Render every line of the listing below as a Markdown table with the columns Row and Line, numbering each line in order and omitting any blank lines.

-- RAW DATA --

#####

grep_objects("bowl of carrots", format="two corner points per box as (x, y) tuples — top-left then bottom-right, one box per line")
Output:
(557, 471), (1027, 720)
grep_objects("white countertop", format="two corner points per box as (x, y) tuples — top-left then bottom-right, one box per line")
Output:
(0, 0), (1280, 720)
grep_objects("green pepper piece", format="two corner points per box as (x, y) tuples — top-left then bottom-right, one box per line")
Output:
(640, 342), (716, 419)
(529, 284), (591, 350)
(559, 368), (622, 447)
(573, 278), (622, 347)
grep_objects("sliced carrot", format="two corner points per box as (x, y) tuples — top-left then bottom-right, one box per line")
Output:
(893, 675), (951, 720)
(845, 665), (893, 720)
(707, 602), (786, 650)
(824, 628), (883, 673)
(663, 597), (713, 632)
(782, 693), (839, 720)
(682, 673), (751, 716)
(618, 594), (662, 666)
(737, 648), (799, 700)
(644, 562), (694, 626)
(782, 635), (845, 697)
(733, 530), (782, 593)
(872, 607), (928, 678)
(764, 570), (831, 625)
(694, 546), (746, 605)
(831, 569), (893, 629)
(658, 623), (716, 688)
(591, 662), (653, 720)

#####

-- CORRECT OUTPUT --
| Row | Line |
|---|---|
| 1 | grep_objects("bowl of carrots", format="two corner points per box as (x, y) tuples — top-left then bottom-right, one box per line") |
| 2 | Output: |
| 3 | (557, 471), (1027, 720) |
| 4 | grep_objects("white countertop", format="two corner points per box as (x, y) tuples — top-left then bottom-right, one box per line") |
| 5 | Output: |
| 6 | (0, 0), (1280, 720) |
| 7 | grep_objects("green pepper piece", format="two corner points per box as (x, y) tuples — top-left then bottom-right, one box per line") |
| 8 | Output: |
| 9 | (640, 342), (716, 419) |
| 10 | (529, 284), (591, 350) |
| 11 | (559, 368), (622, 447) |
| 12 | (573, 278), (622, 347) |
| 13 | grep_objects("sliced carrot", format="two corner points per box as (x, y) tuples — top-left then bottom-right, one box per line") |
| 14 | Output: |
| 15 | (893, 675), (951, 720) |
| 16 | (845, 665), (893, 720) |
| 17 | (707, 602), (786, 650) |
| 18 | (824, 628), (883, 673) |
| 19 | (663, 597), (713, 632) |
| 20 | (782, 693), (839, 720) |
| 21 | (682, 673), (751, 716) |
| 22 | (618, 594), (662, 666) |
| 23 | (737, 648), (799, 700) |
| 24 | (644, 562), (694, 626) |
| 25 | (782, 635), (845, 697) |
| 26 | (733, 530), (782, 593) |
| 27 | (872, 607), (928, 678) |
| 28 | (764, 570), (831, 625) |
| 29 | (694, 546), (746, 605) |
| 30 | (831, 569), (893, 629) |
| 31 | (658, 623), (716, 688) |
| 32 | (591, 662), (653, 720) |